Quoted passage:
4. From time to time I may have family or medical emergencies which may often require almost instantly available cash;

5. From time to time I may have buying opportunities which would absolutely require instantly available cash;

6. From time to time I may have an unanticipated expense or the unexpected acceleration of an anticipated expense;

7. From time to time I also I will have to pay for the completion of one or more current and/or ongoing improvements or projects which, in my experience, more often than not, involve overruns rather than less expenditures than had been originally anticipated;

8. Because of my age (over 65), disabilities (American veteran), subsequent complications, two heart attacks, and general laziness, it is impractical to consider realistically very much earning power to effectively result from much physical work or labor and I must rely upon and cannot needlessly risk what capital I now have;

9. I am somewhat greedy and feel that I should maintain (within my own level of comfort and caution) at least a certain position in the market in order to routinely experience and clip off some long-term gains from time to time when the market goes up, in order to combat inflation for my old age in case I should happen to live long enough to get really old; yet

10. I am also somewhat cautious and feel that I should maintain (within my own level of comfort and greed) at least some cash at short-term interest both to cover possible required expendituress as well as to be able to routinely buy "bargains" in the event of a market turndown so that my total portfolio might more rapidly recover and grow to be able to support me in case I should have to rely totally upon it if I should ever get to be really old.

I believe that my personal portfolio of relatively liquid indexed assets (DIA, SPY, QQQ, and cash at short-term interest), as routinely balanced or reballanced and held in a margin account, will take care of my situation, provide the degree of liquidity I desire, and may also satisify the needs and requirements of others as well.

Please note that the portions need not be equal and may and should be adjusted to meet individual situations, hopes, needs, expectations, and levels of experience, confidence, and comfort, for example:

A very conservative (perhaps "older" or completely retired and without realistic prospect of a great deal of time remaining) investor may well elect to hold and maintain approximately 10% in DIA, 10% in SPY, 10% in QQQ, and 70% in cash at relatively short-term interest; whereas

A somewhat conservative investor may well elect to hold and maintain 15-20% in DIA, 15-20% in SPY, 15-20% in QQQ, and 40-55% in cash at short-term interest; whereas

A middle-of-the-road investor may well elect to hold and maintain approximately 25% in DIA, 25% in SPY, 25% in QQQ, and 25% in cash at short-term interest; whereas

An agressive investor (as I might prefer to regard myself) may well elect to hold and maintain 15-20% in DIA, 15-20% in SPY, 40-55% in QQQ, and 15-20% in cash at short-term interest; and

A very agressive (perhaps "younger" or active and with time on his or her side) investor may well elect to hold and maintain approximately 10% in DIA, 10% in SPY, 70% in QQQ, and 10% in cash at short-term interest.

Data for analysis:
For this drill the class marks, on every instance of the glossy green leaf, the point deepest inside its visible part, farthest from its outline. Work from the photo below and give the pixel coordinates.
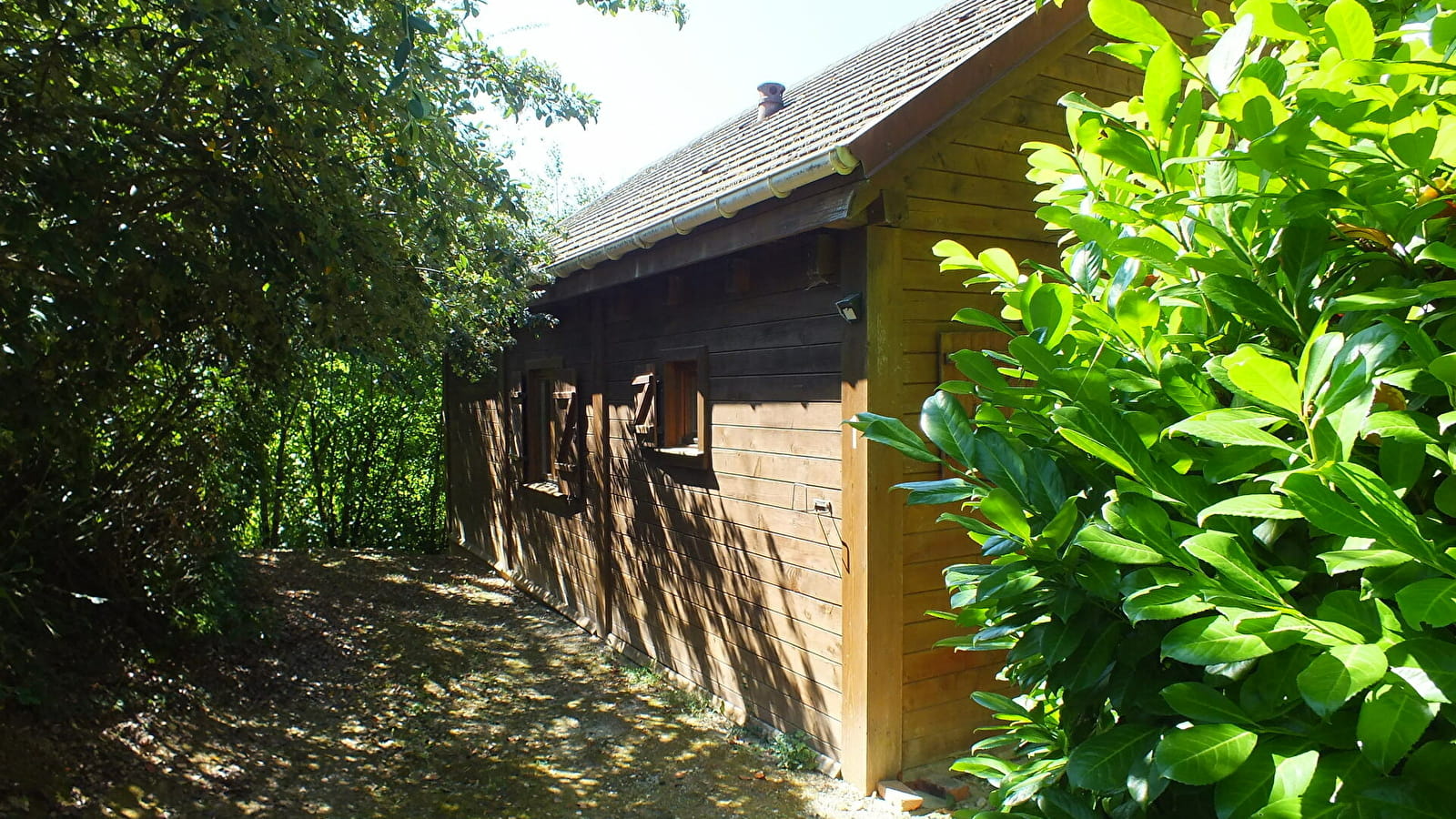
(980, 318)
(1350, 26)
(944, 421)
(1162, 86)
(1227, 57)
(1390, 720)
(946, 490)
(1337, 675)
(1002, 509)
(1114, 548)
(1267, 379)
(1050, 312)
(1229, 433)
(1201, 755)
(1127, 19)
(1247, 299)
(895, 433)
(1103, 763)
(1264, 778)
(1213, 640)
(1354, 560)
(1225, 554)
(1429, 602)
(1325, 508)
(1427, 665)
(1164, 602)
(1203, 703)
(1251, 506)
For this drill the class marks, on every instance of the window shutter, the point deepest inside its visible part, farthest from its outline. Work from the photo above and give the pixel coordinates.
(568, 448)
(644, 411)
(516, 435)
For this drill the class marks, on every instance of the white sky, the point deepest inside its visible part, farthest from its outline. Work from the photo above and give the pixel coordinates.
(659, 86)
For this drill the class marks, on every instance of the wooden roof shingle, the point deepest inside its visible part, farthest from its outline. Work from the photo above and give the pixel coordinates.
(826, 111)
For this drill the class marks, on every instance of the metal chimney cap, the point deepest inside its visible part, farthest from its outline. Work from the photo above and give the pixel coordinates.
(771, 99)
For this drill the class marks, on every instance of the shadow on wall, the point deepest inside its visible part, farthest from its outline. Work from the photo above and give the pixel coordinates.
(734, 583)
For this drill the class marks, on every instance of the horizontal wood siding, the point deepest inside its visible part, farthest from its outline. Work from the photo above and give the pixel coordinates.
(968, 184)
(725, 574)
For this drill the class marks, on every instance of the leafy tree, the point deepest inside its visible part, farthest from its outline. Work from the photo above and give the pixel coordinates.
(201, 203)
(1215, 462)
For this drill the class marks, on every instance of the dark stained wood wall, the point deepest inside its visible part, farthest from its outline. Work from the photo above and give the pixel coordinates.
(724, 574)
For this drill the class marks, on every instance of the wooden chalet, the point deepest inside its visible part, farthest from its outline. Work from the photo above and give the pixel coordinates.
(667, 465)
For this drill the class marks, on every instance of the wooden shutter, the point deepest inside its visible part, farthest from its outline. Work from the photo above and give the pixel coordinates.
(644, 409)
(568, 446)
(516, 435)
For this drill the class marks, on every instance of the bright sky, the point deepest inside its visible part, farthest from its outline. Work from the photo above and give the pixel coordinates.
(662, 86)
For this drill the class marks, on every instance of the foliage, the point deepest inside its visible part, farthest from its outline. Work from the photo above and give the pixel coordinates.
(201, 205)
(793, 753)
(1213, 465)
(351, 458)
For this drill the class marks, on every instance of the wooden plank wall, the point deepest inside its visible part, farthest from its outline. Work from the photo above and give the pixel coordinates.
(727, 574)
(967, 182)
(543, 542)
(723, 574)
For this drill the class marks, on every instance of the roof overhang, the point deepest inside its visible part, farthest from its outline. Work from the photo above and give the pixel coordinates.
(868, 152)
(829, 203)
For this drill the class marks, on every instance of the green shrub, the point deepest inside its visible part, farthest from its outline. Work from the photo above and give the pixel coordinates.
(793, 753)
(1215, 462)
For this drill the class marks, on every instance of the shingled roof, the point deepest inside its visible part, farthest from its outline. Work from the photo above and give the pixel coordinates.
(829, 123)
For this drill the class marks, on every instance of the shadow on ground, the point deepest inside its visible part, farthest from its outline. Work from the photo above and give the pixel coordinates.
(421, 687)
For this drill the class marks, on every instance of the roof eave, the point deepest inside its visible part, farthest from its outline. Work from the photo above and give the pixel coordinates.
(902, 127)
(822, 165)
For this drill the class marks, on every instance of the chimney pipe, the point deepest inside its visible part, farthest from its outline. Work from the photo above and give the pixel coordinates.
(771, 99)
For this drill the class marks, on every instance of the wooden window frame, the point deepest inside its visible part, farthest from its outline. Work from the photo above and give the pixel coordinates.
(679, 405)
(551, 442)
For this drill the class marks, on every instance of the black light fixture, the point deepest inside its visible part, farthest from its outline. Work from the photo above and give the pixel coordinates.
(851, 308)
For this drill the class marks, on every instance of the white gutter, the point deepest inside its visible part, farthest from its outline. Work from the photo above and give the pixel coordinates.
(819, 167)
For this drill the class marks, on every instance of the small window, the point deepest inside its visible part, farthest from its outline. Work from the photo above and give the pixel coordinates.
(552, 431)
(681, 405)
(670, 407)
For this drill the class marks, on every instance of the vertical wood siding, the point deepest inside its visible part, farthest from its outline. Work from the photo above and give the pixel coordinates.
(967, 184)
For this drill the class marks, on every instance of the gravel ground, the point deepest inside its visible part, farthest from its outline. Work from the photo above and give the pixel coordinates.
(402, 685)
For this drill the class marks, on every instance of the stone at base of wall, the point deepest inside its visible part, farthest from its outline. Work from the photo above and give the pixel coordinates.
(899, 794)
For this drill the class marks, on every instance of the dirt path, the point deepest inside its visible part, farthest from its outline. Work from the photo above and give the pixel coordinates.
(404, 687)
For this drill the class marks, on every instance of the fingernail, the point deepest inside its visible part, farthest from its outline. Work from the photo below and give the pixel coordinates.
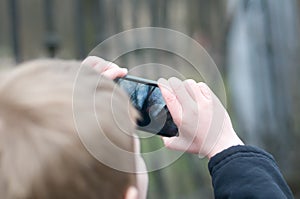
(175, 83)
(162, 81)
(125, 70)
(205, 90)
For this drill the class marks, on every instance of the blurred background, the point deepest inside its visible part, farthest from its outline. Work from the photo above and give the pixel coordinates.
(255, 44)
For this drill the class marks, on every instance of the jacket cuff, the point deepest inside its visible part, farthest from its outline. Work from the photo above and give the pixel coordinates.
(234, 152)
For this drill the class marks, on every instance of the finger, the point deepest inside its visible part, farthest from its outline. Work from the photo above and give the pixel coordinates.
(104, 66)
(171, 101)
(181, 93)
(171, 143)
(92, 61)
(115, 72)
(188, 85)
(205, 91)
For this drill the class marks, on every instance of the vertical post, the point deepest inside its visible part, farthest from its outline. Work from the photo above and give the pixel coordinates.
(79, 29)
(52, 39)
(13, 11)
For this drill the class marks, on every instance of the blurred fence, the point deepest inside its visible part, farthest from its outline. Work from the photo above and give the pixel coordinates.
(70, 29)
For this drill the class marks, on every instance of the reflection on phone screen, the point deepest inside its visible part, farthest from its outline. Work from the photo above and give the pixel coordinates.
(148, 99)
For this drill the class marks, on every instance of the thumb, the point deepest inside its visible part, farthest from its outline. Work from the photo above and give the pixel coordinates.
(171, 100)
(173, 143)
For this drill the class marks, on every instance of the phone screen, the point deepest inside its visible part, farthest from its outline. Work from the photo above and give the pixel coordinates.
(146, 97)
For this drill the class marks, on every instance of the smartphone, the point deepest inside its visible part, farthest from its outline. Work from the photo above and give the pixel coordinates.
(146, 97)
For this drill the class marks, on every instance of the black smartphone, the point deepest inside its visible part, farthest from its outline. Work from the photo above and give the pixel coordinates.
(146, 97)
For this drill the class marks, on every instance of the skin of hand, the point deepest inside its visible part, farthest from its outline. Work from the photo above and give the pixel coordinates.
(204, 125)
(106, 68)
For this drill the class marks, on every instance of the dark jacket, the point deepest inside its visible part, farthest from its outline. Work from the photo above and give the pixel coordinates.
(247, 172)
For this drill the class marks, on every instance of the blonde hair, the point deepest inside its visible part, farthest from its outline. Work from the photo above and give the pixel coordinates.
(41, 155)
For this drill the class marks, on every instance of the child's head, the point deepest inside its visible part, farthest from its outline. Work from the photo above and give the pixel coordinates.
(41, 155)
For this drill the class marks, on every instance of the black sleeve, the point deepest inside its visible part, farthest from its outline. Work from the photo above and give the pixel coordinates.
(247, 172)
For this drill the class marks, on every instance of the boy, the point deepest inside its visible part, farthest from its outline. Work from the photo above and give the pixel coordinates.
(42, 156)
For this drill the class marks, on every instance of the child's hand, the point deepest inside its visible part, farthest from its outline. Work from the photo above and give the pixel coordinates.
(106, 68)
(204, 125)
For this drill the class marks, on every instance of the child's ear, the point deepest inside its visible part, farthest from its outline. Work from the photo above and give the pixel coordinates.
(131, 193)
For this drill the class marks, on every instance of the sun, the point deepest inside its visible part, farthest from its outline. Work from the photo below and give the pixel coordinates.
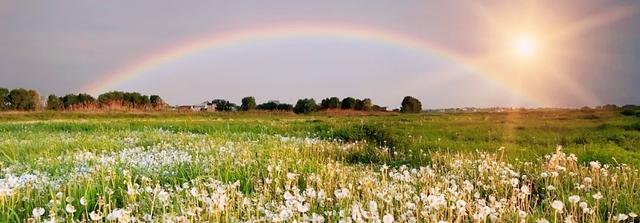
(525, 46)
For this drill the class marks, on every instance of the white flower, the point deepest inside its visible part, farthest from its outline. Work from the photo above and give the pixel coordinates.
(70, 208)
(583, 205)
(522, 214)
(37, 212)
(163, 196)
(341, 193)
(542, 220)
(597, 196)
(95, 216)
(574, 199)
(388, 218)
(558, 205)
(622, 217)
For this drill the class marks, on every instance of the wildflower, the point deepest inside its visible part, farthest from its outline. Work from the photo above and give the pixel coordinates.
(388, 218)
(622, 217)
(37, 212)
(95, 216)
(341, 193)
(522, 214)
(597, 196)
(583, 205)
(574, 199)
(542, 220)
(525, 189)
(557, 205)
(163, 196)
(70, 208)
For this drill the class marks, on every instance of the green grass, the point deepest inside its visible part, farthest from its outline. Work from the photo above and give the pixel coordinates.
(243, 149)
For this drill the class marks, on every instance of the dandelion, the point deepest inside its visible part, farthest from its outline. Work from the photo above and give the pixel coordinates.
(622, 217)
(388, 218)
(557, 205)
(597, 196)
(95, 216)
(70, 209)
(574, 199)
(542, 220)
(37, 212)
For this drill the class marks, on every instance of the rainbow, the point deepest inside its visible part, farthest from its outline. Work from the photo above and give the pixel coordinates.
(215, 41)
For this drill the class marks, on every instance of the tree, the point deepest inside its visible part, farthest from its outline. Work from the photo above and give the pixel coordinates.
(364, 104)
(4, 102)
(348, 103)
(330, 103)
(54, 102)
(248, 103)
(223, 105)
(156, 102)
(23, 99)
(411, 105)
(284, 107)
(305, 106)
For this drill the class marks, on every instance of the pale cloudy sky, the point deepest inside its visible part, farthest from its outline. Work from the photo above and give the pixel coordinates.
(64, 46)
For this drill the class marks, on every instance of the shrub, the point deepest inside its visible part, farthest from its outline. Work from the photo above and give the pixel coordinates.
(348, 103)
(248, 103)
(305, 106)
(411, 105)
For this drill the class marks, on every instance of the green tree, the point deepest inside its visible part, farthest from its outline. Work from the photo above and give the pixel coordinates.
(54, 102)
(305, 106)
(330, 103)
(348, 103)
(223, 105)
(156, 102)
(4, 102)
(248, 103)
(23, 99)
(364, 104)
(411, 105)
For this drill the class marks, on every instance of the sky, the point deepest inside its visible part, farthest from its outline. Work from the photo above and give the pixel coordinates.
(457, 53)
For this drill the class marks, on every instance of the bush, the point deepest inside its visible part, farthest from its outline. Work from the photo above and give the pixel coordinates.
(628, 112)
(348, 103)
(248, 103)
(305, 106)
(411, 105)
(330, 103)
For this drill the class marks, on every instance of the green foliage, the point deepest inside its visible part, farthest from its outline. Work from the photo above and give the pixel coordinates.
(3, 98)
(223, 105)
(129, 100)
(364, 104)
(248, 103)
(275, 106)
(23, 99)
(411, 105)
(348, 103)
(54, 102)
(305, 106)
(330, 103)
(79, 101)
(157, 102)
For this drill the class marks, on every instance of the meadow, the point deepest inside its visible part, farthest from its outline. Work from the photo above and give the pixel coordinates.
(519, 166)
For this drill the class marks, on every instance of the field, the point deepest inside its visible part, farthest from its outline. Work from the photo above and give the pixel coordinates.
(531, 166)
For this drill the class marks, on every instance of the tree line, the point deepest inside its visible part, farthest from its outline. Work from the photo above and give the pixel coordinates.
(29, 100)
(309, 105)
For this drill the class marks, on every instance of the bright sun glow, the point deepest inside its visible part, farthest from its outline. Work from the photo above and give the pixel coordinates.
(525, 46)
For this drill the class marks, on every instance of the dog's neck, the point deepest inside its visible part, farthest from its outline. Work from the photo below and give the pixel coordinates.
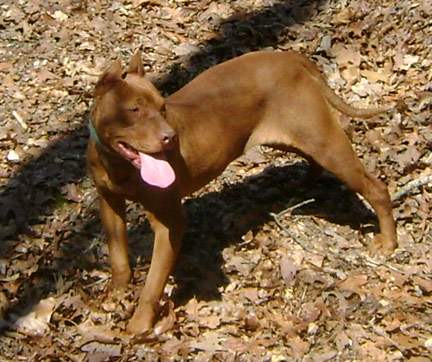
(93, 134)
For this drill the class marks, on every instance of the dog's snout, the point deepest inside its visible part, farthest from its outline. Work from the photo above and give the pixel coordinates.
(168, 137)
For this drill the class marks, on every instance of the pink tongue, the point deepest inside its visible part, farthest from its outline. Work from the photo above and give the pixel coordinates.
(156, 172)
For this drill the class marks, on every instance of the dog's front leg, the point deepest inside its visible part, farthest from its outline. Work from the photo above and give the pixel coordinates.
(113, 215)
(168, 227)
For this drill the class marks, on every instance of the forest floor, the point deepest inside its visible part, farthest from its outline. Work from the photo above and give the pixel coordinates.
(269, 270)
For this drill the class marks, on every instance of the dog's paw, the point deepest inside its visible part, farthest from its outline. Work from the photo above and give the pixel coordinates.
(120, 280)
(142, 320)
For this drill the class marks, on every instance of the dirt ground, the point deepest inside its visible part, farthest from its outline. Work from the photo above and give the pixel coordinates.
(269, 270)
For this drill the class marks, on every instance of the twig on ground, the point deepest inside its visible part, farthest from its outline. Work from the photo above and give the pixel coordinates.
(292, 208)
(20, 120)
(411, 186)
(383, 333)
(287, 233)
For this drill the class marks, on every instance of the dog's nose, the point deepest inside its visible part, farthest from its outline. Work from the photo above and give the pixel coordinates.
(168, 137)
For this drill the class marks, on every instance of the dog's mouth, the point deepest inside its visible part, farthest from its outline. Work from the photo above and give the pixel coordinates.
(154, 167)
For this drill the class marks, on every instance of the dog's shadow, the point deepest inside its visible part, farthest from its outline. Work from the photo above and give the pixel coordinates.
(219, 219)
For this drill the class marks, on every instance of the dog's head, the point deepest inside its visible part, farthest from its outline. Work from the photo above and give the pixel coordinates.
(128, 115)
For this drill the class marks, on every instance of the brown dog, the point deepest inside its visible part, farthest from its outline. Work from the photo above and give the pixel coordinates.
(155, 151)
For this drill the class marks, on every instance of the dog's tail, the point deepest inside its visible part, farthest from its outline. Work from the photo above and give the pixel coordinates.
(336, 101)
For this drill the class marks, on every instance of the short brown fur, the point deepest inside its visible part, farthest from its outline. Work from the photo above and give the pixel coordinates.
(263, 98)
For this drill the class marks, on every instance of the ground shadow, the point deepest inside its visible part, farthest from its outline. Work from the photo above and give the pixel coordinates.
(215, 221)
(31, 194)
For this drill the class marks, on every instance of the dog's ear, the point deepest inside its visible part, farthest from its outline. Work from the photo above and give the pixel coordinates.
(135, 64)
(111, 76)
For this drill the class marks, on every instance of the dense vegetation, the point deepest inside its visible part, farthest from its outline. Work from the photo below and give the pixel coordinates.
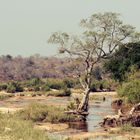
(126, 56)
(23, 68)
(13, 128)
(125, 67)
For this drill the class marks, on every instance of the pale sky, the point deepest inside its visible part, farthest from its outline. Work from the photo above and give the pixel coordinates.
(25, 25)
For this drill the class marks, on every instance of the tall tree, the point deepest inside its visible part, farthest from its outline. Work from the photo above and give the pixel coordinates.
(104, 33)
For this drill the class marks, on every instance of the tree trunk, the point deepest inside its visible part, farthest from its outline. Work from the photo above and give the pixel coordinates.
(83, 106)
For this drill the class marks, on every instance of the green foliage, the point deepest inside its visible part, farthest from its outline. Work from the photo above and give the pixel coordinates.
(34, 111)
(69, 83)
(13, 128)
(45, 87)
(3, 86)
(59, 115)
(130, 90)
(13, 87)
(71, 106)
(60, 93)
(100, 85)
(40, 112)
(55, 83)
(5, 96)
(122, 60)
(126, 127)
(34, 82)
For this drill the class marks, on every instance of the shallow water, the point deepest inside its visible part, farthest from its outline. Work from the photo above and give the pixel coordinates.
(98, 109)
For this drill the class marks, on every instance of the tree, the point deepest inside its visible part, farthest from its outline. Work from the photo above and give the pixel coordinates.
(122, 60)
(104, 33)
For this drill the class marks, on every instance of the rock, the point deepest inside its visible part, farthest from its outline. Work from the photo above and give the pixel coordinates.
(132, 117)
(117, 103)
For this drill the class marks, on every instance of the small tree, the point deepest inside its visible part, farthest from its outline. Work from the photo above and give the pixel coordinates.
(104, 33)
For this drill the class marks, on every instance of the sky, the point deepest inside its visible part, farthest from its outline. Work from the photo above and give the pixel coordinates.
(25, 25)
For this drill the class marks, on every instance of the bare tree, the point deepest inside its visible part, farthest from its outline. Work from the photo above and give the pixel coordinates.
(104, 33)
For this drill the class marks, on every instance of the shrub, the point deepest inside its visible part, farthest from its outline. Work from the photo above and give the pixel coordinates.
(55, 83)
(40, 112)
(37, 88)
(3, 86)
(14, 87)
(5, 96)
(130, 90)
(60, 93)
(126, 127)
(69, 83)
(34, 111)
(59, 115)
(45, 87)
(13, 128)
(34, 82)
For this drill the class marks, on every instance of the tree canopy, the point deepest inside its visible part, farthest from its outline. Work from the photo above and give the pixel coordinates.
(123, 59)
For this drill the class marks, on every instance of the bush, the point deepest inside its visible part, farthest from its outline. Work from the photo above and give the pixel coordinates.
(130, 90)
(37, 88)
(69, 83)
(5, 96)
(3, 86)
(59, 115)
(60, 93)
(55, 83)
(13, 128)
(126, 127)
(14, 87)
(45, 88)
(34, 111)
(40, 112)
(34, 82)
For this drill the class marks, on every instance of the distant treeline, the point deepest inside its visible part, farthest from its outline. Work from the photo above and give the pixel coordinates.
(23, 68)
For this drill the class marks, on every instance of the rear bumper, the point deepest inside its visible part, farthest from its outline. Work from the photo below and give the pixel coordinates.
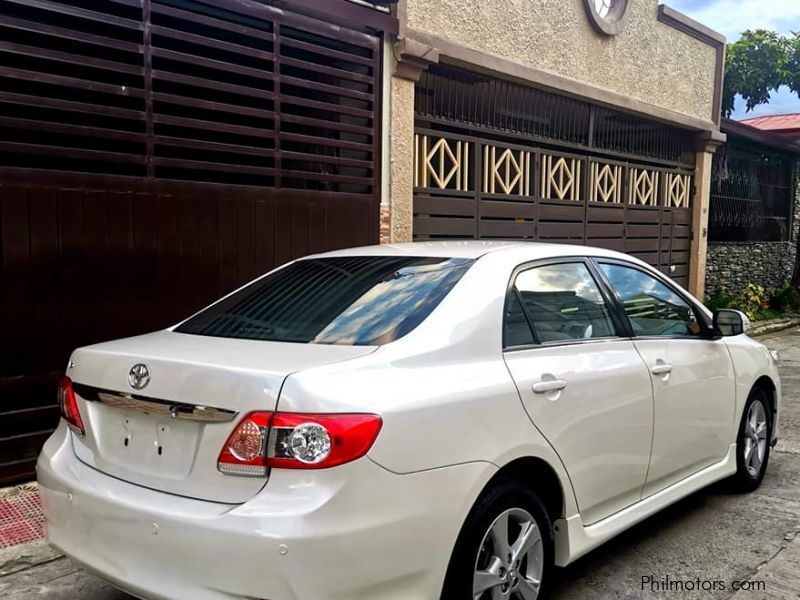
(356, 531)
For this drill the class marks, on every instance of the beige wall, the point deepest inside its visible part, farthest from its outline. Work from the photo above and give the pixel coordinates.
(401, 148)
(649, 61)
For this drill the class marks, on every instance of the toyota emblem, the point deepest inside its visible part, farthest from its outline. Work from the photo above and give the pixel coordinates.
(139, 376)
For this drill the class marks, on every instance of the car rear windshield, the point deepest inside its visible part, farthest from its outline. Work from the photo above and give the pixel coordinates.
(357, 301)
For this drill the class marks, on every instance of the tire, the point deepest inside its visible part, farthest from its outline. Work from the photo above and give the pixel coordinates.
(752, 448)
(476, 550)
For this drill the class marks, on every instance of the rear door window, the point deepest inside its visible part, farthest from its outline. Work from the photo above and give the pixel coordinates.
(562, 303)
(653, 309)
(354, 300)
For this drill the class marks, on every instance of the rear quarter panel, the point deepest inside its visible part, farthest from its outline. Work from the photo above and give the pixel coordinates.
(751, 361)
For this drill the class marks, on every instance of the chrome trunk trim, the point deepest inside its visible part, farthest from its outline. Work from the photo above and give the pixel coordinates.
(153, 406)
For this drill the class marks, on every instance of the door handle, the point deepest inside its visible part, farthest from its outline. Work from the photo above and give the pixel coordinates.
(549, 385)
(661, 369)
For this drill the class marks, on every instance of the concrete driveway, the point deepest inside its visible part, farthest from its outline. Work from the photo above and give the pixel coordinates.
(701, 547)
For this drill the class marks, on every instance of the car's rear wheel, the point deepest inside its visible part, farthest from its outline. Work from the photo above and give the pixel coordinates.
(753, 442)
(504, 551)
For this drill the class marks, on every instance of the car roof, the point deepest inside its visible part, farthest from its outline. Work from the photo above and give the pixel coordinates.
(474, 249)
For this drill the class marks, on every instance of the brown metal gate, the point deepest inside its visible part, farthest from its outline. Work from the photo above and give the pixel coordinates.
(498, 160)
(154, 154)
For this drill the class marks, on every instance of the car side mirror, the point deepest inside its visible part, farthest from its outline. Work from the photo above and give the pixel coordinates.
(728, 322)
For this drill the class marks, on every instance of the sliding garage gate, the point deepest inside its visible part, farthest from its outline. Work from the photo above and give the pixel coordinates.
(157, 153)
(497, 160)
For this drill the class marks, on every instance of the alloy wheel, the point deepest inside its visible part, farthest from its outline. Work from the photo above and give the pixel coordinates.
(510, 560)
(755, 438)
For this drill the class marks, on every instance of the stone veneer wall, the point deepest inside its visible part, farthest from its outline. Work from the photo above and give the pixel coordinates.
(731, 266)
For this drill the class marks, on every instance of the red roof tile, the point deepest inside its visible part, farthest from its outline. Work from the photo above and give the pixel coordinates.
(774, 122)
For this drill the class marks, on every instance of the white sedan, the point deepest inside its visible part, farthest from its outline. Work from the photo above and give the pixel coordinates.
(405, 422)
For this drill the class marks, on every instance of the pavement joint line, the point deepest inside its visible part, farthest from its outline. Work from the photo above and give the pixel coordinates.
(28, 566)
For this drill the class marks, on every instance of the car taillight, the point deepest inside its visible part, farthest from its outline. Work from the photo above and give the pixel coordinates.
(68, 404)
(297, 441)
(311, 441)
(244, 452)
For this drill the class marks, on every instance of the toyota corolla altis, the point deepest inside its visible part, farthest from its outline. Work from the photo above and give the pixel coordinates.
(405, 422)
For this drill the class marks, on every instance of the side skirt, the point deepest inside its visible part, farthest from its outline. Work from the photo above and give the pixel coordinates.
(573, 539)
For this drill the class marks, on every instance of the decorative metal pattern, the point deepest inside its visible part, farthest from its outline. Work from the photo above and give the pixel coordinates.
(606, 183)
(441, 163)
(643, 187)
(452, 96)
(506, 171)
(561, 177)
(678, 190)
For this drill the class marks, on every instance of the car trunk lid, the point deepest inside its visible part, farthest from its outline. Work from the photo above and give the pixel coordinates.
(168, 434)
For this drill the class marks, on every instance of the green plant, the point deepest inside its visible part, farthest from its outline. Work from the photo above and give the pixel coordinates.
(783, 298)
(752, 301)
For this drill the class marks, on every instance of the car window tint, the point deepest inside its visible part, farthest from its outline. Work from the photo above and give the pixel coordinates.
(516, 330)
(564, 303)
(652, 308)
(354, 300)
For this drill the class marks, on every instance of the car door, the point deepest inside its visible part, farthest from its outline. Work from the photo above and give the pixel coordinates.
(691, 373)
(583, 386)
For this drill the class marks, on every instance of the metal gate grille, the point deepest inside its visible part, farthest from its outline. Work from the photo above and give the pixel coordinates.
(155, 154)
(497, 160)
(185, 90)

Task item:
List every asset the portfolio passage names as part of the writer's personal portfolio. The data above plays no part in what follows.

Completed exercise:
DIA, SPY, QQQ, and cash at short-term interest.